====== Record extracts

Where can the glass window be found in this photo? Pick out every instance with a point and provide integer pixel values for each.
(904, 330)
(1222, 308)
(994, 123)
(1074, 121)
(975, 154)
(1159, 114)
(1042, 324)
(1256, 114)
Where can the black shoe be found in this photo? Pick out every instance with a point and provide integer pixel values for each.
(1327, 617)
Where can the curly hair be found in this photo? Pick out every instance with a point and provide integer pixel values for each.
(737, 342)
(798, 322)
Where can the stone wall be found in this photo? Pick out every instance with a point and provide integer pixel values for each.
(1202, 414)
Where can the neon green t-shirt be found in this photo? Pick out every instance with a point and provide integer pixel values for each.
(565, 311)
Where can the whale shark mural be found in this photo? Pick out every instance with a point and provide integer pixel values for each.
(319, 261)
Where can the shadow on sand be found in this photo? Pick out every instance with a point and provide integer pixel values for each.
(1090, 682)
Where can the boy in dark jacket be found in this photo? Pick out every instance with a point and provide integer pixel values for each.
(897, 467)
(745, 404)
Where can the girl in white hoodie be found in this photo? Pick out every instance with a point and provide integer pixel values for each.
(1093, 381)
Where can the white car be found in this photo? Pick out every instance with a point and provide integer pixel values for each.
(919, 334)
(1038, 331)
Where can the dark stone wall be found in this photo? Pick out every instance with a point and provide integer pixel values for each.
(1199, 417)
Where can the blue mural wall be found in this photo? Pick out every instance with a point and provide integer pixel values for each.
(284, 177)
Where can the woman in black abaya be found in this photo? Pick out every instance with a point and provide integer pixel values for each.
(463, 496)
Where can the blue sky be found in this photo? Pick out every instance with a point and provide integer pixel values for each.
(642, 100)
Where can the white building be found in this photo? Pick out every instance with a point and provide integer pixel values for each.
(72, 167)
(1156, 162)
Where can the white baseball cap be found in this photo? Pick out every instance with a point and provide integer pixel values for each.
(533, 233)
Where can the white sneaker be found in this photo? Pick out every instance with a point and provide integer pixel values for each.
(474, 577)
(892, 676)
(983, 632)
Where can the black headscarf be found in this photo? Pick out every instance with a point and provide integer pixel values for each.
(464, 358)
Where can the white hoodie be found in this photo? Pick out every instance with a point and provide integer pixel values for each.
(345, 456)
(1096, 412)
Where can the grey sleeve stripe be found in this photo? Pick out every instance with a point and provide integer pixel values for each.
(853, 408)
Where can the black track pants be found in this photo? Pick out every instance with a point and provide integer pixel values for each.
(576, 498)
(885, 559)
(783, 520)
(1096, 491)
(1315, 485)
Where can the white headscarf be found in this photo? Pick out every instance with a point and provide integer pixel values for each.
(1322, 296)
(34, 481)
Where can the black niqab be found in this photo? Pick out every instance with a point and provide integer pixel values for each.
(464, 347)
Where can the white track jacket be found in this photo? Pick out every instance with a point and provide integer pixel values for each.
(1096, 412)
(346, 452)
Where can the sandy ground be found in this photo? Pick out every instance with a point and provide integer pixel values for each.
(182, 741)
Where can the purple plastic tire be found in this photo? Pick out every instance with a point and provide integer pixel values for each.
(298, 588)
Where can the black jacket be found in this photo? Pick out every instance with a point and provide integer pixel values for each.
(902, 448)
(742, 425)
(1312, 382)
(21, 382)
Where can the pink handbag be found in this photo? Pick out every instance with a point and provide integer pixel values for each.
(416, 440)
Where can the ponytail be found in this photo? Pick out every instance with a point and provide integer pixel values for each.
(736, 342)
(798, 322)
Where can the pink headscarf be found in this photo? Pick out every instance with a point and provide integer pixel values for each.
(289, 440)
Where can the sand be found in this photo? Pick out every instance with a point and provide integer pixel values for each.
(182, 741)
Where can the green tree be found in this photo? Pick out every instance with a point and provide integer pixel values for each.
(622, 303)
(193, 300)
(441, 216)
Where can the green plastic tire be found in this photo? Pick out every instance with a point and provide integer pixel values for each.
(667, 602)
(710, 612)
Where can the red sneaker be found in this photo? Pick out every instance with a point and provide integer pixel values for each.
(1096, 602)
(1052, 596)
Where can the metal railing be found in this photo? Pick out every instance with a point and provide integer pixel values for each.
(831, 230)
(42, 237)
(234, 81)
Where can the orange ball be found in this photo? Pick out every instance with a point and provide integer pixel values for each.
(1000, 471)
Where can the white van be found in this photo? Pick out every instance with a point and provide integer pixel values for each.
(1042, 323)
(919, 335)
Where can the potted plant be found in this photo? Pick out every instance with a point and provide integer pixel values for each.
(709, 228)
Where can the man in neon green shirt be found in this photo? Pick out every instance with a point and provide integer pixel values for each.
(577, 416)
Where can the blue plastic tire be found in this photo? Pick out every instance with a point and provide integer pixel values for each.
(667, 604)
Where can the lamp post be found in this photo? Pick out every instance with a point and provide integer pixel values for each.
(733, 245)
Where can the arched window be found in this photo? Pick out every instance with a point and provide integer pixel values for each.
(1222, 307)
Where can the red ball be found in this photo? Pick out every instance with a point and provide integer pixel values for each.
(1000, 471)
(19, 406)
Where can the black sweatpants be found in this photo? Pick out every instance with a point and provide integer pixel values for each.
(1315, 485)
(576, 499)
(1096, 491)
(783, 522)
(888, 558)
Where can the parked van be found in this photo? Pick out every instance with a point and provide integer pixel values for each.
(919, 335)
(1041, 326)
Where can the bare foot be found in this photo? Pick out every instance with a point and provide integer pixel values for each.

============

* Your objective
Could you reproduce the data above exactly as given?

* Written answer
Where can the glass window be found in this photo? Pick out every instance with a point and provide integer pixel values for each.
(904, 330)
(1222, 308)
(994, 123)
(1074, 121)
(975, 154)
(1159, 114)
(1042, 324)
(1256, 114)
Where can the black shoe be found in this photo? Pick out every instance with a point and provide integer pixel values for each.
(1327, 617)
Where can the curly hair be found in this photo? Pick out every instance with a point and provide integer pixel values for each.
(737, 342)
(798, 322)
Where can the stone wall be found in this photo? Pick out every instance with a point and provide integer pixel values for each.
(1202, 414)
Where can the neon green t-shirt be found in this photo? Pick out every instance with a point and provide integer pixel values for each.
(565, 311)
Where can the whale shark mural be found in this photo? Pick out every instance with a point and provide integer pixel values for each.
(319, 261)
Where can the shadow on sand be found in this photo? Pick out every instance with a point and provide integer pixel values for each.
(1090, 682)
Where can the boy in dark jacket be found in this photo? Pick out every instance with a point and provide integer pixel values for each.
(897, 467)
(745, 404)
Where can the girl in white hoodie be found in this photo? Pick out every instance with a point and provide integer pixel values for each.
(1093, 381)
Where can the white car be found in this photo? Pick out every instance with a point and provide integer pixel values for each.
(919, 334)
(1038, 331)
Where can the dark stone wall be found in this photo? Pick out every instance with a point and provide integer pixel values for each.
(1199, 417)
Where can the blue mural wall be found in this photo? Pick out every instance with a point and provide integer pixel values for each.
(284, 177)
Where can the woman in black abaya be found in this photo? Pick out every instance with a point and provide integer pixel values for each.
(463, 496)
Where can the blue sky be found in this photo? Pick out every instance with a point and provide integer pixel values for each.
(642, 100)
Where can the white building be found in this photo? Pick out every instance with a point and provide integer pixel values for each.
(72, 167)
(1156, 162)
Where can the white baseball cap be found in this photo? Pick out every instance with a point and provide integer pixel values for each.
(533, 233)
Where can the white sneaker be found in this photo? Pick out every instance with a point and provide integer pixel values for each.
(474, 577)
(892, 676)
(983, 632)
Where can the black headscarf be found in this photo? Pick out every instance with a point and provide integer pixel values for each.
(464, 358)
Where can the white hoodie be found in this photo? Pick out every instance with a point and provide integer pixel values for each.
(345, 456)
(1096, 412)
Where can the grey sleeve stripe be found in this photo? Pick out every instance with a point and provide integer pixel values for each.
(853, 408)
Where can the black track pants be found in this photo? Pick out every instance with a point and provide integer pixel values for each.
(576, 498)
(885, 559)
(783, 520)
(1096, 491)
(1315, 485)
Where can the white headscarf be found in this photo? Pick out every instance with a point and provide integer pixel values for each.
(1322, 296)
(34, 481)
Where can the black niqab be found in this photo? Pick out every instance with a point and provide integer pixel values for each.
(464, 347)
Where can the white track jacket be found in this photo? Pick out every instance with a point and provide integer pixel values for each.
(1096, 412)
(346, 452)
Where can the sandy ground be found in this photo? Pick out every instance with a point and provide integer pixel values for each.
(182, 741)
Where can the purple plastic tire be found in this photo? Pick out every instance with a point and provide integer pixel values for each.
(298, 588)
Where can the black jacket be found in this photo? Pick out every instance with a point and provide integer pixel values for each.
(902, 448)
(742, 425)
(1312, 382)
(21, 382)
Where can the pink handbag be found in this photo? Pick out every instance with a point and provide integer pixel values for each.
(416, 440)
Where can the ponytail be found in this photo? Pick out every instance with a point and provide integer pixel values for each.
(736, 342)
(798, 322)
Where can the pink headscarf be found in this photo? Pick out every instance with a point and provide integer pixel values for each.
(289, 440)
Where can the sand be found in this photo? Pick out every instance with a point and provide integer pixel values for each.
(182, 741)
Where can the green tree be found in this photo? Pick out every instance with a point and provide integer pixel values for each.
(622, 303)
(193, 300)
(441, 216)
Where can the green plastic tire be found in this photo? Pick out every instance with a point and provide integer pixel values for each.
(667, 602)
(710, 612)
Where can the red sneaker be found in this photo? Pick out every instance with a point and provide integer pixel values for each.
(1096, 602)
(1052, 596)
Where can the metal railing be found in this photo? Pick out every instance with a point and provide integer pixel values for each.
(831, 230)
(42, 237)
(234, 81)
Where can the orange ball be found in this photo? Pick out every instance with a point and provide integer pixel values for each.
(1000, 471)
Where can the white van be found in this photo? Pick out every instance with a point and provide integer pixel values for each.
(1042, 323)
(919, 335)
Where can the potted plant be found in this photo? Pick out every instance with a point and provide integer pixel values for each.
(709, 228)
Where can the man in neon green shirt be found in this photo? Pick out every instance with a point and provide integer pixel values for each.
(577, 416)
Where can the blue plastic tire be found in this photo? Pick out every instance with a point and provide integer pixel values for each.
(667, 604)
Where can the lamp post be found in this photo? Pick out every instance with a point and provide integer pixel values for each.
(733, 245)
Where can the arched window be found in this photo? Pick out every instance with a point and provide integer pixel values for each.
(1222, 307)
Where can the red ball be found in this photo? Pick out every instance with a point and provide integer pixel values for each.
(1000, 471)
(19, 406)
Where can the black sweatpants be found in this photo? Pick out every instance with a point and provide integer pixel values for each.
(1315, 485)
(576, 499)
(1096, 491)
(783, 522)
(888, 558)
Where can the parked van be found in this photo? Pick out every instance with a point and provide integer pixel values for each.
(919, 335)
(1041, 326)
Where can the bare foot be found in this photo? Pick out every instance with a point and provide integer pixel values for each.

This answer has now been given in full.